→ REQUIREMENT: Render the items below as a JSON list of strings, with one string for each line and any blank lines omitted.
## start GIVEN RECORDS
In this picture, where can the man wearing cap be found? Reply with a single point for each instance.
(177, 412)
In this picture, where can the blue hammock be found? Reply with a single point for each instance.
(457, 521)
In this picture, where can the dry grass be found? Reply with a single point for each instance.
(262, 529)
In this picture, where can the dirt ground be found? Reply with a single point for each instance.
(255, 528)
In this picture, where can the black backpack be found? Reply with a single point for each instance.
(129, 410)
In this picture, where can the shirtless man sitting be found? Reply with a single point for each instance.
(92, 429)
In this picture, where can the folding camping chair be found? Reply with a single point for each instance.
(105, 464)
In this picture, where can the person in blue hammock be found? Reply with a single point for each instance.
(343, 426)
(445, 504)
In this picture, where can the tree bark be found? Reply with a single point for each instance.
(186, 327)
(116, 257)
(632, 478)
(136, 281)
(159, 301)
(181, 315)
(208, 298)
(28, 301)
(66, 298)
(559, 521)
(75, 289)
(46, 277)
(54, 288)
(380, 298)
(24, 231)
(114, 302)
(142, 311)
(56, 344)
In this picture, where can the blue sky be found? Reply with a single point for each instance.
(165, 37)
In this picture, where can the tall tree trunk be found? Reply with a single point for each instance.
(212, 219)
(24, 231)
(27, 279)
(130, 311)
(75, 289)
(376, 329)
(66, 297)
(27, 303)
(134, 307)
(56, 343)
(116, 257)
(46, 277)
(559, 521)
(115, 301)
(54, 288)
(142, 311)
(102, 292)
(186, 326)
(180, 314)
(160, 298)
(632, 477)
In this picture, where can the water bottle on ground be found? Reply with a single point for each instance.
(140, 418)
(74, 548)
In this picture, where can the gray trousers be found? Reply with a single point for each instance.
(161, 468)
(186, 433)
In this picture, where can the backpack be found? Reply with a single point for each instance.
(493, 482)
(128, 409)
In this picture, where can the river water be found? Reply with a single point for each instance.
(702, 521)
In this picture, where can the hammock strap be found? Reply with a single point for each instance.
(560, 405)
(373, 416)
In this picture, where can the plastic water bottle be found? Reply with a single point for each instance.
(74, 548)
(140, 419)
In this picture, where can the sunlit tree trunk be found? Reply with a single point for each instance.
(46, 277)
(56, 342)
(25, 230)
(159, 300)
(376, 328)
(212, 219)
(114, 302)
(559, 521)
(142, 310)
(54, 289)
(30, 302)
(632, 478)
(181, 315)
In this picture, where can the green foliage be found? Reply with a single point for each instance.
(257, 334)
## end GIVEN RECORDS
→ RESPONSE:
[
  "In this picture, where can the man wearing cap be found? Reply with a single point for each instance.",
  "(177, 412)",
  "In this picture, where can the blue hammock be found? Reply with a single point for each instance.",
  "(457, 521)",
  "In this picture, where can the dry grass be found? Reply with a single point for each instance.",
  "(262, 529)",
  "In this picture, where can the dirt ground be found? Reply with a single point for each instance.",
  "(255, 528)",
  "In this picture, where can the black backpack be found? Reply with a single point for each instance.",
  "(129, 410)",
  "In this picture, where can the shirtless man sitting be found? Reply with a single point for each instance.",
  "(92, 429)",
  "In this picture, where can the folding camping chair be found? Reply with a single point for each instance.",
  "(105, 464)",
  "In this picture, where can the person in blue hammock be found? Reply with a single point for each instance.",
  "(343, 426)",
  "(445, 504)",
  "In this picture, where can the tree bark be found? Reply with a single point for each instance.",
  "(186, 327)",
  "(116, 257)",
  "(632, 478)",
  "(136, 281)",
  "(159, 301)",
  "(181, 315)",
  "(208, 298)",
  "(28, 301)",
  "(66, 298)",
  "(559, 521)",
  "(75, 289)",
  "(46, 277)",
  "(54, 288)",
  "(380, 298)",
  "(24, 231)",
  "(114, 302)",
  "(142, 311)",
  "(56, 344)",
  "In this picture, where can the blue sky be found? Reply with a single point for each instance.",
  "(165, 37)",
  "In this picture, where can the tall tree trunk be found? Reply with a single point for each instance.",
  "(212, 219)",
  "(24, 231)",
  "(27, 279)",
  "(130, 311)",
  "(75, 289)",
  "(376, 329)",
  "(66, 297)",
  "(27, 303)",
  "(134, 307)",
  "(56, 343)",
  "(116, 257)",
  "(46, 277)",
  "(559, 521)",
  "(115, 301)",
  "(54, 288)",
  "(142, 311)",
  "(102, 292)",
  "(186, 326)",
  "(180, 314)",
  "(160, 298)",
  "(632, 477)",
  "In this picture, where can the water bottle on ground be found? Reply with a single point for each instance.",
  "(140, 418)",
  "(74, 548)",
  "In this picture, where can the gray trousers be found? Reply with a single point for each instance.",
  "(161, 468)",
  "(186, 433)",
  "In this picture, where can the backpack be found? Reply with a single point for each instance.",
  "(493, 482)",
  "(128, 409)",
  "In this picture, where can the river water be found? Reply with a single point for each instance.",
  "(702, 521)",
  "In this picture, where can the hammock strap be found? Reply with a single point for each instance.",
  "(560, 405)",
  "(373, 416)",
  "In this picture, where can the plastic water bottle be found? Reply with a single point for each instance.",
  "(74, 548)",
  "(140, 419)",
  "In this picture, where can the sunlit tree trunk be found? Reply with a single point for each instance.",
  "(46, 277)",
  "(56, 342)",
  "(25, 230)",
  "(159, 300)",
  "(376, 328)",
  "(212, 219)",
  "(114, 302)",
  "(559, 521)",
  "(142, 310)",
  "(54, 289)",
  "(30, 302)",
  "(632, 478)",
  "(181, 315)",
  "In this picture, where can the green foliage be found? Reply with a single point for each instance.",
  "(257, 334)"
]